GIVEN TEXT ▸
As tip-off to the 2021 NCAA Basketball Tournament approaches, serious and casual fans of the sport have likely already made at least one attempt to fill out a bracket for their office pools. Before you make that final submission, I have a bit of advice for you.
In the first post of this two-part series, we reviewed the historical patterns in NCAA Tournament upsets and explained the mathematical underpinnings of why those patterns exist. With this information, we know why the chaos exists and what a “typical” NCAA Tournament bracket should look like. But, we still do not know how to apply that know-how in order to truly dominate our office pools.
Well, you are in luck, dear reader, as I am about to give you the keys to the castle.
As I alluded to in part one, NCAA Tournament results can be predicted to some extent based on point spreads, and point spreads can be estimated using efficiency data, such as the values published by Kenpom. If we combine this knowledge with the baseline information of how a typical tournament usually plays out, it gives us a chance to identify where the most likely upsets will happen.
To this end, I will now take a closer look at the 2021 bracket from two angles. First, I will give an overview of each region. Second, I will go round-by-round and provide recommendations on the most likely picks, based on the data. Let’s start with the West Region.

GIVEN ENTRIES ▸
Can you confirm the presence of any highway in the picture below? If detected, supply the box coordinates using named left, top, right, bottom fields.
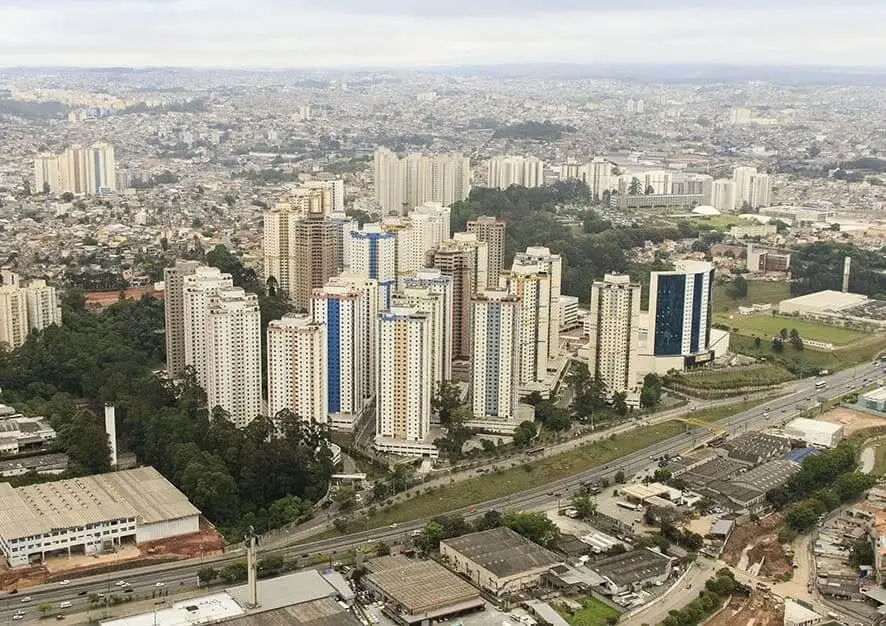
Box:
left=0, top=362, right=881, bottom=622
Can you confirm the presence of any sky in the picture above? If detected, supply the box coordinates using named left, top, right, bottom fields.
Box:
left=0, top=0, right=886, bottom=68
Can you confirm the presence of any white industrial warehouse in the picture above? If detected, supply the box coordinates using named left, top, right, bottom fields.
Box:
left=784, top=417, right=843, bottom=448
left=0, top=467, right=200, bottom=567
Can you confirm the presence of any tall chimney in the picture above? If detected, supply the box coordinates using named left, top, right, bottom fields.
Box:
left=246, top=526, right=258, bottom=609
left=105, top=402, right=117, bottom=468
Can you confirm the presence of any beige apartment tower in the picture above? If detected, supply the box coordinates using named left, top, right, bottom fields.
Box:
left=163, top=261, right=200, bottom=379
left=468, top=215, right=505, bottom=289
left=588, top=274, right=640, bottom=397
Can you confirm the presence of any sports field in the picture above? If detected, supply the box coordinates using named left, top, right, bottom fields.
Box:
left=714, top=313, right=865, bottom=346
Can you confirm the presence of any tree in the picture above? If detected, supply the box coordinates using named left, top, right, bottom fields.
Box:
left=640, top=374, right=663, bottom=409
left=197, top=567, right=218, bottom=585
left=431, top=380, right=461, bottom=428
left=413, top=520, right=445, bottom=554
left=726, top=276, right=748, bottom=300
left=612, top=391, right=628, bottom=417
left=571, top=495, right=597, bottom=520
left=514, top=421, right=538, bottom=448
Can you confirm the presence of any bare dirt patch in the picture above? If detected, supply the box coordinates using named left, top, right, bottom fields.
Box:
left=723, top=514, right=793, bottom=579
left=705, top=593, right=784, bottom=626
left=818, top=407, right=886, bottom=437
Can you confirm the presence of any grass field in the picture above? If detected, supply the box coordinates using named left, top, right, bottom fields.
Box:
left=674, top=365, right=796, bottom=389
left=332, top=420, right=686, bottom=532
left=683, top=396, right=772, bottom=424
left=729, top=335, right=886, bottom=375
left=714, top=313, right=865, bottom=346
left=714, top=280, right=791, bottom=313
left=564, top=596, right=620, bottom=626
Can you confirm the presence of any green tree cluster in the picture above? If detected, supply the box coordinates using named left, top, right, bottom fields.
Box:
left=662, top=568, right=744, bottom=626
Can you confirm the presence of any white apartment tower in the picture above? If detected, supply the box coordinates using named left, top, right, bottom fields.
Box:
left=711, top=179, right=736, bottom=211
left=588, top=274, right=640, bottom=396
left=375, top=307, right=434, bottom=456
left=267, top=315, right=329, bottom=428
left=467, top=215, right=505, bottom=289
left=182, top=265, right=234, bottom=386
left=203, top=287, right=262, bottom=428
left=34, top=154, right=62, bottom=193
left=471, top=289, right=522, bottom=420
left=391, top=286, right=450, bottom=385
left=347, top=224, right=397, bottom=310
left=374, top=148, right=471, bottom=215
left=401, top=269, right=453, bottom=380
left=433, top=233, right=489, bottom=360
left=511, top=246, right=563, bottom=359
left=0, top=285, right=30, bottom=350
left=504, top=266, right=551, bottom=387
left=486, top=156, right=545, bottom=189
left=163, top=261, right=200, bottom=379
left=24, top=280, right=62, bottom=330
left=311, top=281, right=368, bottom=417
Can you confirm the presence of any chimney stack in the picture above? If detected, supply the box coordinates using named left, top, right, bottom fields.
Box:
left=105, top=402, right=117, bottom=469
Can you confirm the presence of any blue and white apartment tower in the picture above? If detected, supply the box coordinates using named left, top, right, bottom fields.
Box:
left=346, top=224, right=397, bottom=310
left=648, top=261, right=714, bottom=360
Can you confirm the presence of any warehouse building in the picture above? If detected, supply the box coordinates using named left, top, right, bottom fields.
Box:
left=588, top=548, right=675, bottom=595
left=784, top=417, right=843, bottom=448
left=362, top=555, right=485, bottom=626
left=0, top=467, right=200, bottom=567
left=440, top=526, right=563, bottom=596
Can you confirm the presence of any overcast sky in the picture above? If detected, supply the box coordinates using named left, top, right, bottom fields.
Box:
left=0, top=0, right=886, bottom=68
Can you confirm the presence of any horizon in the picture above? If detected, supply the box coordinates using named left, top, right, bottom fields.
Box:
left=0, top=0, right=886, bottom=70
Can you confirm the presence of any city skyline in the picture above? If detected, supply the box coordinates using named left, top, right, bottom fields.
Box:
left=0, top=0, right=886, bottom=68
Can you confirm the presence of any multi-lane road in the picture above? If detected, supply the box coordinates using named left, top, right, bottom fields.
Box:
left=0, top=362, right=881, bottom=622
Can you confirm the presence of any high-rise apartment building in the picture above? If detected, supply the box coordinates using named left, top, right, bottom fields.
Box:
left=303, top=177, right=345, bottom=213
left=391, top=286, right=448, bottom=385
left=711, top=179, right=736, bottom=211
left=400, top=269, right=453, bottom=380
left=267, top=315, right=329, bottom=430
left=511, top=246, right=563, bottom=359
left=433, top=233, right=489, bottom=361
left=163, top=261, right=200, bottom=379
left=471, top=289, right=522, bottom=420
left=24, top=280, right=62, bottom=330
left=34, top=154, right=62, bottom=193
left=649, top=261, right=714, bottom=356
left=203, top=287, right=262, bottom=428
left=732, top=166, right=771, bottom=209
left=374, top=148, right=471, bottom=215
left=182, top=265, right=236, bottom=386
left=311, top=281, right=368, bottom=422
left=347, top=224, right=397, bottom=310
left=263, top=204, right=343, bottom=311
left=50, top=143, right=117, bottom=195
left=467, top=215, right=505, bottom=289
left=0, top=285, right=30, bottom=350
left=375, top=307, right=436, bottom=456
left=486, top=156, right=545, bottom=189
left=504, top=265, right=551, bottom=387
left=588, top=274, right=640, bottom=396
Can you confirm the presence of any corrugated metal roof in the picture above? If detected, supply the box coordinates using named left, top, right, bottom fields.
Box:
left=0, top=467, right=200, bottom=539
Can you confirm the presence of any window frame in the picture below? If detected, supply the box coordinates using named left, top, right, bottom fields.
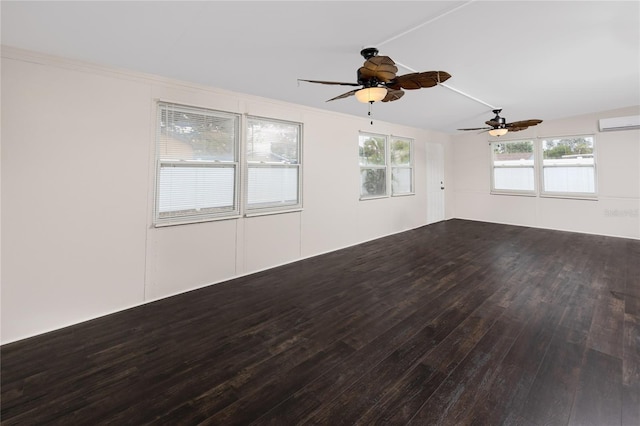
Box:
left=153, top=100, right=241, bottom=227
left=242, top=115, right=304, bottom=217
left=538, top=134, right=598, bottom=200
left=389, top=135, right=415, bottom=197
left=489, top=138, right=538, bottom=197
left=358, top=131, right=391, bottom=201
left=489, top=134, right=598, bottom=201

---

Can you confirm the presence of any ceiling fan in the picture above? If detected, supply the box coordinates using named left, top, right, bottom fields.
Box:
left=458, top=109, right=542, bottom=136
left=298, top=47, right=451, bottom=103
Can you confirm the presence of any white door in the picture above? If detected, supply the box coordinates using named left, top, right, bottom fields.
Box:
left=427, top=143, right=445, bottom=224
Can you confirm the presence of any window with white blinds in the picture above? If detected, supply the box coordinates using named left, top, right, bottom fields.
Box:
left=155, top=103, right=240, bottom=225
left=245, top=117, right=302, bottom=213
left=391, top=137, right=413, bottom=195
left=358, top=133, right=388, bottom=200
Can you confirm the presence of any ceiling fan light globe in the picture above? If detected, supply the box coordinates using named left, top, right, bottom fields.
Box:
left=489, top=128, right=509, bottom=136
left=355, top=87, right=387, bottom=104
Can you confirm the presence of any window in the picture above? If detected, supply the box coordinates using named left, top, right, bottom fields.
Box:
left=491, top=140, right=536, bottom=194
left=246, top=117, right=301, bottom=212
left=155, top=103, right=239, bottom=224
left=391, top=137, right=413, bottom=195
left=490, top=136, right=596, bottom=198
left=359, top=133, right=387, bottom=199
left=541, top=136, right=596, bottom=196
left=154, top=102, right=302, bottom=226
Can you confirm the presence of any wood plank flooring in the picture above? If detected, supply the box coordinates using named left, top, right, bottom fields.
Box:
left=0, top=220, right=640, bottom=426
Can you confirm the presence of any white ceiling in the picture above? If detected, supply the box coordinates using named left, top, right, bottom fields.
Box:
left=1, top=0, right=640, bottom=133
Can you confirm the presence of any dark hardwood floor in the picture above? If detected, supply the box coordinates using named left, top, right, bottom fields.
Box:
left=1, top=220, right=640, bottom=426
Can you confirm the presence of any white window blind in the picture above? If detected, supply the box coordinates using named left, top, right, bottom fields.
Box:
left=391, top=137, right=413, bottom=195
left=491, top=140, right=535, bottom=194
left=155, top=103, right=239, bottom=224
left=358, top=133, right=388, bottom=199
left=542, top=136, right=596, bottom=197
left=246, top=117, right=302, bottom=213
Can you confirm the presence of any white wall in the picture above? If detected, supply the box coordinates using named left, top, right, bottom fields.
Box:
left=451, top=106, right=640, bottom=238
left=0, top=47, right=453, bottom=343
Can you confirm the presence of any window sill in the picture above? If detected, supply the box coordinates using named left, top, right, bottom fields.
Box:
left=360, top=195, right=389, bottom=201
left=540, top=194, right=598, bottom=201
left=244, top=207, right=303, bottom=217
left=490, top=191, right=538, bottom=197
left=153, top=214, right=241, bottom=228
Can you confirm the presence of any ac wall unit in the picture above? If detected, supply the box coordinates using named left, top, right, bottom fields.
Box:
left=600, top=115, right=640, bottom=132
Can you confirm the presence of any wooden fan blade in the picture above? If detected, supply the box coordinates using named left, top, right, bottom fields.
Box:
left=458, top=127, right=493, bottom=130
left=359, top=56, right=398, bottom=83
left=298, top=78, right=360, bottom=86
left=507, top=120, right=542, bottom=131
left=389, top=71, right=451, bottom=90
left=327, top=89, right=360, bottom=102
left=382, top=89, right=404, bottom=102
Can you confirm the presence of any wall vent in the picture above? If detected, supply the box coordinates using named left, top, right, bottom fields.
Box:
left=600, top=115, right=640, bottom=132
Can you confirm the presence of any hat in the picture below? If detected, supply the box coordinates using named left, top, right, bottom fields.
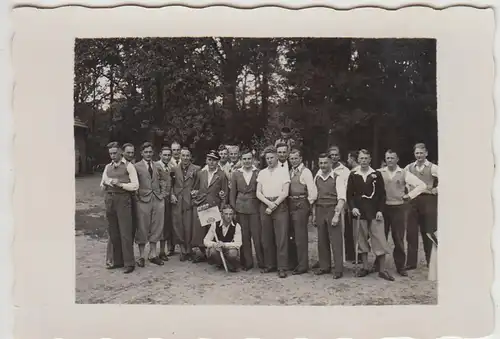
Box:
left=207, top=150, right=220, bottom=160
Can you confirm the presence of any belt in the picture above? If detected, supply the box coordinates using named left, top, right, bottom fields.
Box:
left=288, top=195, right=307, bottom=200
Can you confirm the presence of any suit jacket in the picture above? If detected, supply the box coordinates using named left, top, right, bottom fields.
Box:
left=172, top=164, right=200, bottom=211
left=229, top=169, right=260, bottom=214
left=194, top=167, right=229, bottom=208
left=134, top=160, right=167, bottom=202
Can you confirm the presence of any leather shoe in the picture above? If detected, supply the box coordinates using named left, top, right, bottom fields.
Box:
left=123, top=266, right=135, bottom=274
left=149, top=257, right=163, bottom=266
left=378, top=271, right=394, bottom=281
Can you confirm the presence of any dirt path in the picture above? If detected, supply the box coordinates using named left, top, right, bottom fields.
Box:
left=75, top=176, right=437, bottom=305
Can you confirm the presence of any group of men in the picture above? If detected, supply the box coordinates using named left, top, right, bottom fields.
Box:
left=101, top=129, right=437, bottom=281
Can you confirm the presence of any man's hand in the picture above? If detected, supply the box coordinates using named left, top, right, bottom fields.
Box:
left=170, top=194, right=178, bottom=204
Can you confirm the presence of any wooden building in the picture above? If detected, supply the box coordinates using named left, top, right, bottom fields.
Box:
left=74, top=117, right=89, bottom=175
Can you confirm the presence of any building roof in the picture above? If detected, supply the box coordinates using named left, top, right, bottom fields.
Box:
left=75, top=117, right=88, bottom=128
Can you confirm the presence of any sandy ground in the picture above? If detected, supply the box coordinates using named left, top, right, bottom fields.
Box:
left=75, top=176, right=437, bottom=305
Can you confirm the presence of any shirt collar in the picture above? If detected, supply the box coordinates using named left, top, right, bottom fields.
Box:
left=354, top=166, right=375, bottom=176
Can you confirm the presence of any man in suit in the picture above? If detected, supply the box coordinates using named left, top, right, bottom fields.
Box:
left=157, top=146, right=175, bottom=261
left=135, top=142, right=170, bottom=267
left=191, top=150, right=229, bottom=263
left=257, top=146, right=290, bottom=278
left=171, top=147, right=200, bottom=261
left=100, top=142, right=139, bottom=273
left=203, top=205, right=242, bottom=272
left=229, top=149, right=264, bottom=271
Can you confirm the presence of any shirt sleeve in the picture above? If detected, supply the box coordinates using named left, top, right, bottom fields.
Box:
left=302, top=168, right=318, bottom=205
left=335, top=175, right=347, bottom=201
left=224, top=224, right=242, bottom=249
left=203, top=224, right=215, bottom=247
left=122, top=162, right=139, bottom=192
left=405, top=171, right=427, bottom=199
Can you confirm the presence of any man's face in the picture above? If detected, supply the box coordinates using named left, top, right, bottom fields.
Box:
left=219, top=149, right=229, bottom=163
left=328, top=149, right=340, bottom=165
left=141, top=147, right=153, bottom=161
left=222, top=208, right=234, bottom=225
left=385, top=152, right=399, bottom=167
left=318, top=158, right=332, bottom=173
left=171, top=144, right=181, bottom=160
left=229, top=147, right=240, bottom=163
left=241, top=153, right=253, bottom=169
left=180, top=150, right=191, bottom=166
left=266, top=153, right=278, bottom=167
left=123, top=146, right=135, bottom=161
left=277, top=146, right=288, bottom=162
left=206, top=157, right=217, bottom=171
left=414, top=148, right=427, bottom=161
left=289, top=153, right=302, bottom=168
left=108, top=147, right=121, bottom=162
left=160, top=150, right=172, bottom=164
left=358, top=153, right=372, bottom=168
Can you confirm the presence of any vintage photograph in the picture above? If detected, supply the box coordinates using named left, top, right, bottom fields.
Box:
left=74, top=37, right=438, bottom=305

--

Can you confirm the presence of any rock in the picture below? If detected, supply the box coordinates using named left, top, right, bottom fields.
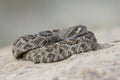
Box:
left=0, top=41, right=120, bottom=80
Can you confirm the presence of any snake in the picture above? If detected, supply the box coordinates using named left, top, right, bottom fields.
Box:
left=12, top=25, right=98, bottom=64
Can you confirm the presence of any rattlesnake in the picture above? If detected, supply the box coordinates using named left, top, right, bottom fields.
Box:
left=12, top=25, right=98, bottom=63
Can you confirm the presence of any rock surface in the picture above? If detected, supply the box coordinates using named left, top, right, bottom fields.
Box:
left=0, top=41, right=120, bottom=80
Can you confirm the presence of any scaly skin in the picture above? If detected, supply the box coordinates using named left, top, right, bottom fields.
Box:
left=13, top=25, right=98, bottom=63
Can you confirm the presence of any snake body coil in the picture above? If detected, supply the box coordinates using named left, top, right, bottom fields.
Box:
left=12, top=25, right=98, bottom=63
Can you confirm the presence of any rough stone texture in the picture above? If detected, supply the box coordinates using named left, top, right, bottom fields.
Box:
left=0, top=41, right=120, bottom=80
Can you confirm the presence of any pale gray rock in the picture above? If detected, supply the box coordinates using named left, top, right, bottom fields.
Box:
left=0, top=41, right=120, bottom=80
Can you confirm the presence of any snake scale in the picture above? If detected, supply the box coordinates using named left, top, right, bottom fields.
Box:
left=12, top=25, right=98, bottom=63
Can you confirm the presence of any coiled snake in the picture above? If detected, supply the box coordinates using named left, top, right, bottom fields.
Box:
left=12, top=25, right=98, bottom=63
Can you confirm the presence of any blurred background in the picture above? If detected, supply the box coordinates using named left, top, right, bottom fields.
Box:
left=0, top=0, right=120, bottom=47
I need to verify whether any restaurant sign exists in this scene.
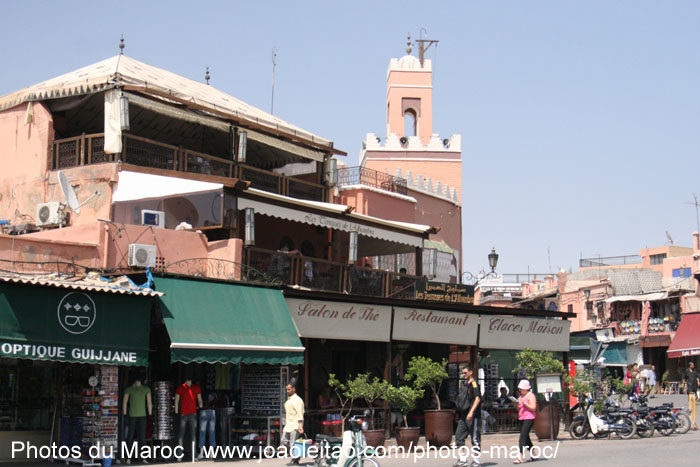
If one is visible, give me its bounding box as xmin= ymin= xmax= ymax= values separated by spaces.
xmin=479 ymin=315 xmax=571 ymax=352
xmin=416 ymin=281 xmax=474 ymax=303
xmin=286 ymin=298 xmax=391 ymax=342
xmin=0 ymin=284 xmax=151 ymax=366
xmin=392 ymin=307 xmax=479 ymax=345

DIRECTIONS ▸
#1 Answer these about the NCAA Tournament text, one line each:
(a) Which source of efficiency data does it name?
(b) What did the first post of the series review?
(c) Which region does the writer look at first?
#2 Please write the next part of the NCAA Tournament text, picking up right after its final sentence.

ANSWERS FOR THIS EXERCISE ▸
#1
(a) Kenpom
(b) The historical patterns in NCAA Tournament upsets, along with the mathematical underpinnings of why those patterns exist
(c) The West Region

#2
For each region, I will present one figure and one table to provide an overview of what we can expect to see on the hardwood. Figure 1 below compares the Kenpom adjusted efficiency margin for the 18 teams in the West relative to the historical average Kenpom efficiency of teams with the same seed. This tool is very useful to quickly see which seeds in the region are weak or strong, relative to historical averages.
At a first glance, a few key things stick out from Figure 1. First, Gonzaga is really, really good, and Iowa is also a very strong No. 2 seed relative to historical averages. As for the rest of the region, USC stands out as a strong No. 6 seed and No. 15 Grand Canyon has a very strong efficiency margin for a team seeded that low. It likely won’t matter, but that is interesting.
Table 1 below gives the Monte Carlo simulation results for the 18 teams in the West Region.
This table (and the one that will follow) contains a ton of information. In the left-most section is the current Kenpom efficiency margin for each team. Next to that column is the Kenpom efficiency margin relative to the historical average efficiency margin for teams with that seed. This is essentially the same data plotted in Figure 1.
For example, Gonzaga is actually entering this tournament with the best efficiency margin on record since 2002 when reliable Kenpom data is available. The Zags’ margin of +38.05 is 9.31 larger than the historical average efficiency margin of all previous No. 1 seeds.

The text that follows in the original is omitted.